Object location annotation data
::::::::

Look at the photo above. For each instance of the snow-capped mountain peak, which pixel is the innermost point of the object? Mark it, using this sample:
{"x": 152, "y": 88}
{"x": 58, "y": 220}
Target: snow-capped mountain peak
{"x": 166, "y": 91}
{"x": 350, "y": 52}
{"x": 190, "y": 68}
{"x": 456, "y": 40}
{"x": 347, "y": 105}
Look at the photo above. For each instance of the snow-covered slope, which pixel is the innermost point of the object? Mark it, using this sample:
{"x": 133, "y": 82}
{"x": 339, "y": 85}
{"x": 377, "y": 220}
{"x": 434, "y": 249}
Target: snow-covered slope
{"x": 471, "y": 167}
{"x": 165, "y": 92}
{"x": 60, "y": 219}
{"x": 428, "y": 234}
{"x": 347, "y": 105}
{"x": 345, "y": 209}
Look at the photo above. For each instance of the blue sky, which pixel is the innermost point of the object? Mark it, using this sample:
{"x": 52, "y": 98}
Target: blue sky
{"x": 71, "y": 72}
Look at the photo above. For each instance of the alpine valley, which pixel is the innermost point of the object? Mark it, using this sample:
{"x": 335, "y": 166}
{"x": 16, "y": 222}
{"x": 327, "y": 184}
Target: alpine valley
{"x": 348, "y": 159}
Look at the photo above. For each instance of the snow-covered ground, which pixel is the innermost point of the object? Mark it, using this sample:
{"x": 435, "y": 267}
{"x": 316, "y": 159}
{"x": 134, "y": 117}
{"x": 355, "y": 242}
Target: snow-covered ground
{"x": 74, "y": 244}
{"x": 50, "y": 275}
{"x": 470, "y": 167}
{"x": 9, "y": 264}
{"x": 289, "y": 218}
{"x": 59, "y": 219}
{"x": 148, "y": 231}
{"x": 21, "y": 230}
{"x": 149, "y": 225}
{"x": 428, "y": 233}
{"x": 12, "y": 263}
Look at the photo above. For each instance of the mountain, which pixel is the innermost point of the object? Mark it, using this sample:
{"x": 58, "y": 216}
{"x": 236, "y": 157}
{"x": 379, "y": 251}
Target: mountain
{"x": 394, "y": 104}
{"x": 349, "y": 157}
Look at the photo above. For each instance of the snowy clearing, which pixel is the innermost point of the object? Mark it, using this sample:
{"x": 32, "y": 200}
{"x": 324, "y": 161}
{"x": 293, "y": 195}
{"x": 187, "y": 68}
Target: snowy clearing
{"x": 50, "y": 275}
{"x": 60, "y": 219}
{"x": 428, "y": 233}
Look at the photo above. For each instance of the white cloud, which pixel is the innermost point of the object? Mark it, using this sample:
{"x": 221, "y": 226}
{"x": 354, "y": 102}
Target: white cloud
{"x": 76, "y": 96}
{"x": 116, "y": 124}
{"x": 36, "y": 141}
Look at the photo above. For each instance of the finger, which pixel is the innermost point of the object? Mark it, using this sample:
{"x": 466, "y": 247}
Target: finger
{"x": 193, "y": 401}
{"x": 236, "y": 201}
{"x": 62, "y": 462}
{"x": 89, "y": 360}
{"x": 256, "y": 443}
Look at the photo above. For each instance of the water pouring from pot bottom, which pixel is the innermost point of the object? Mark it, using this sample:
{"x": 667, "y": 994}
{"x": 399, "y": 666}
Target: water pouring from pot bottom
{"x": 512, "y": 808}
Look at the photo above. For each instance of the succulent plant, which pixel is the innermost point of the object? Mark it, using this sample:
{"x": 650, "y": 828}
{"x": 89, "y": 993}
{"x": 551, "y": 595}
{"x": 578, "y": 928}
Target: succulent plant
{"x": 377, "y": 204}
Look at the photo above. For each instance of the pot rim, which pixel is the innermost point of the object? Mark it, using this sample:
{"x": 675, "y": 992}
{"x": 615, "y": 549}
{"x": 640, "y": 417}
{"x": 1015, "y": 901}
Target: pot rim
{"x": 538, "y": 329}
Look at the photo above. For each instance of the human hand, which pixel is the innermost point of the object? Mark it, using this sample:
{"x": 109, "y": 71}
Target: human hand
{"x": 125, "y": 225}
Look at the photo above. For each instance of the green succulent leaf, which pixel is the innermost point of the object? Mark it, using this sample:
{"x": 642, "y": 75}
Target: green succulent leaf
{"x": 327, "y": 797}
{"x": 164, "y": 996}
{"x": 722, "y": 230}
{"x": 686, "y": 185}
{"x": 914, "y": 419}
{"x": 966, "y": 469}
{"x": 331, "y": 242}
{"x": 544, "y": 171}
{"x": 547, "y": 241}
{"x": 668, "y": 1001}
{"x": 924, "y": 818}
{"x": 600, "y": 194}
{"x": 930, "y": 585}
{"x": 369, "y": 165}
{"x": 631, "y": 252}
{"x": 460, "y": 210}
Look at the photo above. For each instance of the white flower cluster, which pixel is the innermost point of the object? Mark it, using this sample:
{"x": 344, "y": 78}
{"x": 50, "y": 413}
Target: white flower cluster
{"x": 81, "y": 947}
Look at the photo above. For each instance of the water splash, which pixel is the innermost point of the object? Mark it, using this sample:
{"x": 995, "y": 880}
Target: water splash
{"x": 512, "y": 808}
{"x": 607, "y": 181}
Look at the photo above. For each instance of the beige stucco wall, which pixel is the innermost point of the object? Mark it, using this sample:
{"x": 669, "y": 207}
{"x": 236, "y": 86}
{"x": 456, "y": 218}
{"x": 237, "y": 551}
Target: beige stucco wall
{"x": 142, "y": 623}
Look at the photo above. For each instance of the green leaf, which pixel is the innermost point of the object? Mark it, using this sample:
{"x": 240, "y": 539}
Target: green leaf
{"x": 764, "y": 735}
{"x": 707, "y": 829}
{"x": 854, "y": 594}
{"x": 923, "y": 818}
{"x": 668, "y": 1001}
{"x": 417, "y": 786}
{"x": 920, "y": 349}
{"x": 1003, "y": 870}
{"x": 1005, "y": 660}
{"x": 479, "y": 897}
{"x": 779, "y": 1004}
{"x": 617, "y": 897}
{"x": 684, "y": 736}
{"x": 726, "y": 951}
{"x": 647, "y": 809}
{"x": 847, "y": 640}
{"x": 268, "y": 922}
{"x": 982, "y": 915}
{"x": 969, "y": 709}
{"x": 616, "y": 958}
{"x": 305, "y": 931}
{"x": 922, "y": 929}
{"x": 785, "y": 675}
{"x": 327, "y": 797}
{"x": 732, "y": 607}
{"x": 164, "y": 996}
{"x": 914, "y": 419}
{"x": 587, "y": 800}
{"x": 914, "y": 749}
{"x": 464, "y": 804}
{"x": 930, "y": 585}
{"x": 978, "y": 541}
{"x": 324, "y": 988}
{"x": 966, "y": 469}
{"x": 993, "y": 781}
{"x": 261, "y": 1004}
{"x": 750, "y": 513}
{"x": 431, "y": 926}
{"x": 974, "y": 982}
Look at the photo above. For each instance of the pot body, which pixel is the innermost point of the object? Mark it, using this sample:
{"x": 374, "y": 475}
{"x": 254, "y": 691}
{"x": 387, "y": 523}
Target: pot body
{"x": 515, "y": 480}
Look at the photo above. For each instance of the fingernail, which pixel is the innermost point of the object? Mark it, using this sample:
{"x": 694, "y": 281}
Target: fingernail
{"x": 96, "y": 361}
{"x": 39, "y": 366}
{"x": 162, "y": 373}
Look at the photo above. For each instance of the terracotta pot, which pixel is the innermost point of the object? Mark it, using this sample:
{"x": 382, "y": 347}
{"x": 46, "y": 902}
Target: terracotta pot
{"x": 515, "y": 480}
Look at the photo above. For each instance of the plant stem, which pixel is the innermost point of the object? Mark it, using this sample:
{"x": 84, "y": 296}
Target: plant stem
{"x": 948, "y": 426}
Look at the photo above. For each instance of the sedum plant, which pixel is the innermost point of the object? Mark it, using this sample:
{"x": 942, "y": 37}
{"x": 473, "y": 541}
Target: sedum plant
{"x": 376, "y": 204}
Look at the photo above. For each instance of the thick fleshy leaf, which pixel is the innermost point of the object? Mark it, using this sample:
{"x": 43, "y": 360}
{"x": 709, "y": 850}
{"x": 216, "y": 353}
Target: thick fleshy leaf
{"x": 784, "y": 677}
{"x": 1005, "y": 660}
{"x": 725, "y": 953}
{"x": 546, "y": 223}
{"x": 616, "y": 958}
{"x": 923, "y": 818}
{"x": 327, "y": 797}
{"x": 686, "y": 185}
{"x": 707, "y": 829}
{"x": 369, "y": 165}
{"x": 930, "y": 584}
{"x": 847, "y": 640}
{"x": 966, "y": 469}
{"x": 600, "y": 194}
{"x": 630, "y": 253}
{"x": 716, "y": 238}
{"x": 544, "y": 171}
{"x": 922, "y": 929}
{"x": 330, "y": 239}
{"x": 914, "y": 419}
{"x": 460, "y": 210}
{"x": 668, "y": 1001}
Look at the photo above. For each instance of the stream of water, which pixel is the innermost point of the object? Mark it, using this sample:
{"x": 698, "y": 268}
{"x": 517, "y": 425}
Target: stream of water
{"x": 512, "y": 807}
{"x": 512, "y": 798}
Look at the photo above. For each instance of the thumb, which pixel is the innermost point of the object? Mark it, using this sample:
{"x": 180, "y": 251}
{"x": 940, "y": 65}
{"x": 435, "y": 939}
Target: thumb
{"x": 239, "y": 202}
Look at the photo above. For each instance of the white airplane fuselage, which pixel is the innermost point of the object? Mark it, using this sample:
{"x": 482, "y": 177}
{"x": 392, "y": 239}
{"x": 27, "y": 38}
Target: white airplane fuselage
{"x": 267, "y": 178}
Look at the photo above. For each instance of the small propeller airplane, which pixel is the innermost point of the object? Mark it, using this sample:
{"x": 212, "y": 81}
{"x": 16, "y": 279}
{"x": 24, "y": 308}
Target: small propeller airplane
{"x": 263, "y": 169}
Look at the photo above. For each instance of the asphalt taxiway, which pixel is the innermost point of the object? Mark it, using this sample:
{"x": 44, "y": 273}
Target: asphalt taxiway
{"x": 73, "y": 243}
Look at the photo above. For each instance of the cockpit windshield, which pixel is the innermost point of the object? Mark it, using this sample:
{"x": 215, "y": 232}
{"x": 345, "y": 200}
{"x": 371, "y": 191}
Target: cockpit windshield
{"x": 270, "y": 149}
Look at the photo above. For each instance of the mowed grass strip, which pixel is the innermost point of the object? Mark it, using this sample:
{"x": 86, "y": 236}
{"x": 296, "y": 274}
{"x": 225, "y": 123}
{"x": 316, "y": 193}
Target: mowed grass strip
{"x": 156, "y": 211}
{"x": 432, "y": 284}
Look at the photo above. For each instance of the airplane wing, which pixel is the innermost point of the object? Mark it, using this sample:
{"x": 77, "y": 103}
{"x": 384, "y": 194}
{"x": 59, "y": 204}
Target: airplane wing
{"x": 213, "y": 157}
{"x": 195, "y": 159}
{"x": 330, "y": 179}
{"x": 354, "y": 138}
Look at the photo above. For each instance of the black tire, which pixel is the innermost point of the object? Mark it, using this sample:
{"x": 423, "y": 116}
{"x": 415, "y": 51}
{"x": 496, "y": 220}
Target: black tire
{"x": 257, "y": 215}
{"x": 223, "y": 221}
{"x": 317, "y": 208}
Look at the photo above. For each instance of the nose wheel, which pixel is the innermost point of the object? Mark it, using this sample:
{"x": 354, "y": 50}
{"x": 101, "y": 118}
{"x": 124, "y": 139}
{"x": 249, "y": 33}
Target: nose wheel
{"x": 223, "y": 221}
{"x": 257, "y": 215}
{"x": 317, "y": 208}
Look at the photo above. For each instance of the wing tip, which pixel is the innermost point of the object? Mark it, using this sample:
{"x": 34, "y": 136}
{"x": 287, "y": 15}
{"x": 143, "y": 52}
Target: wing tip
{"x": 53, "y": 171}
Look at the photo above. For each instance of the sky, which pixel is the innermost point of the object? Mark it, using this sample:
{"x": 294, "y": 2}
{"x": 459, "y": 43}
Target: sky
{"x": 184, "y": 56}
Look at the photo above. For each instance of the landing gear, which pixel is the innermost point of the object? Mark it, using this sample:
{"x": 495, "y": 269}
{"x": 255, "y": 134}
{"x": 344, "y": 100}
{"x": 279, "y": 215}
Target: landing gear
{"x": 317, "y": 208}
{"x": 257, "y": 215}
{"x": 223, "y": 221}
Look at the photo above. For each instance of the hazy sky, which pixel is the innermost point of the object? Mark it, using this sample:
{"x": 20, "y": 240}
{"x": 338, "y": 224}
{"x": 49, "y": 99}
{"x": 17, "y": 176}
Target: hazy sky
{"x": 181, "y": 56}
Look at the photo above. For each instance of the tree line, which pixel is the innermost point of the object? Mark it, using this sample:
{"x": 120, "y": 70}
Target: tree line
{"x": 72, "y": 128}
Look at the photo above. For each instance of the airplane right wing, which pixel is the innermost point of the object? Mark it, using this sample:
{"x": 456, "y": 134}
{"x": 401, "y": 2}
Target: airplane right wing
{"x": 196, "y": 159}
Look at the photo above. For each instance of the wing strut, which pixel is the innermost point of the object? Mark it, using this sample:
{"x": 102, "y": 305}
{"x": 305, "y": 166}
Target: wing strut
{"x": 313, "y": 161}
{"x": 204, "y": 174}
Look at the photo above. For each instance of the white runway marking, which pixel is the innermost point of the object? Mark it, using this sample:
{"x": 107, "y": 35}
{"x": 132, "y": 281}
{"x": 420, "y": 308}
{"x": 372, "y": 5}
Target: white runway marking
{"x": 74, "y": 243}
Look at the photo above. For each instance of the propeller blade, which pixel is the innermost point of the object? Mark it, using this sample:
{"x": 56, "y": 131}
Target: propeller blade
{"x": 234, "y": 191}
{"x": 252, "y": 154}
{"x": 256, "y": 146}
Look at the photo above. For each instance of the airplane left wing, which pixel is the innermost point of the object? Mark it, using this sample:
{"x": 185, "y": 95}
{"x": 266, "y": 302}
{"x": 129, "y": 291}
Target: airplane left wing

::::::::

**STATED PROBLEM:** Please rewrite the entries as a JSON list of strings, one string per line, starting with the line containing "wing strut, which" and going on through the last line of the entries, skipping blank lines.

**REPLY TO THE EXERCISE:**
[
  "Look at the photo above. For each instance of the wing strut, which pixel is the innermost point of the object? Mark it, using this sample:",
  "{\"x\": 102, \"y\": 305}",
  "{\"x\": 305, \"y\": 166}",
  "Target: wing strut",
  "{\"x\": 313, \"y\": 161}",
  "{\"x\": 204, \"y\": 174}",
  "Look at the photo above. For each instance of the white runway marking, which pixel is the innermost point of the object? Mark it, using this sample:",
  "{\"x\": 107, \"y\": 35}",
  "{\"x\": 132, \"y\": 281}",
  "{\"x\": 420, \"y\": 308}",
  "{\"x\": 372, \"y\": 5}",
  "Target: white runway marking",
  "{\"x\": 74, \"y\": 243}",
  "Look at the photo above. For each instance of the propeller blade, which pixel is the innermost point of the object? Mark it, using this sample:",
  "{\"x\": 56, \"y\": 131}",
  "Target: propeller blade",
  "{\"x\": 234, \"y\": 191}",
  "{\"x\": 252, \"y\": 154}",
  "{\"x\": 256, \"y\": 146}",
  "Look at the photo above. For each instance of the airplane left wing, which pixel is the innermost point of the object? Mark it, using this sample:",
  "{\"x\": 185, \"y\": 95}",
  "{\"x\": 266, \"y\": 302}",
  "{\"x\": 129, \"y\": 291}",
  "Target: airplane left wing"
]